*** Opening Extracted data ***

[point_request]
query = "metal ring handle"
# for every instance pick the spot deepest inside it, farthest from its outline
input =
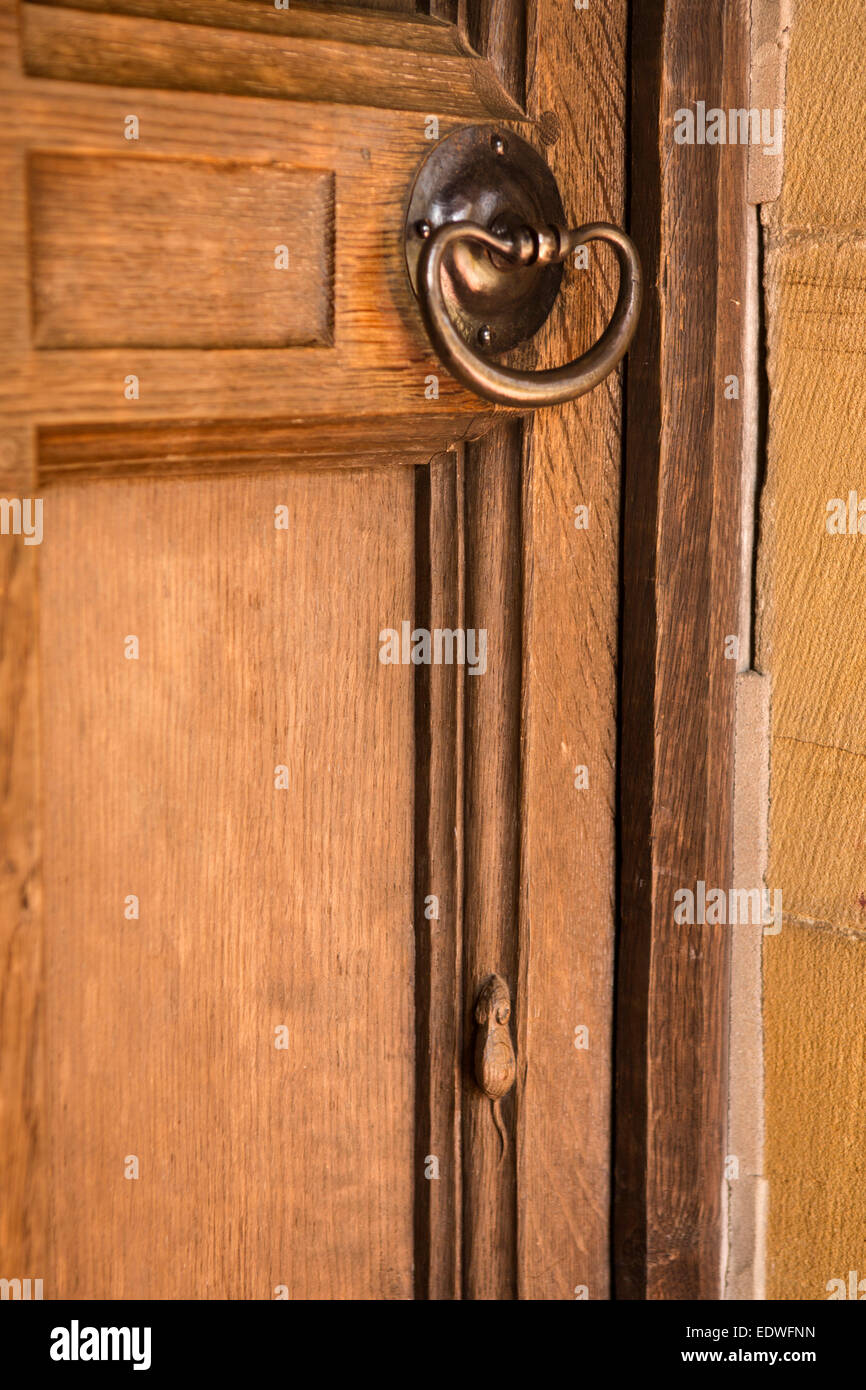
(505, 385)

*** Closing Extracted data ***

Work order: Without the pictures, extract every entry verbatim.

Exercise solution:
[point_request]
query = "metal ring handle"
# for every instance pick the spot deepest inside it, farthest from its outline
input =
(505, 385)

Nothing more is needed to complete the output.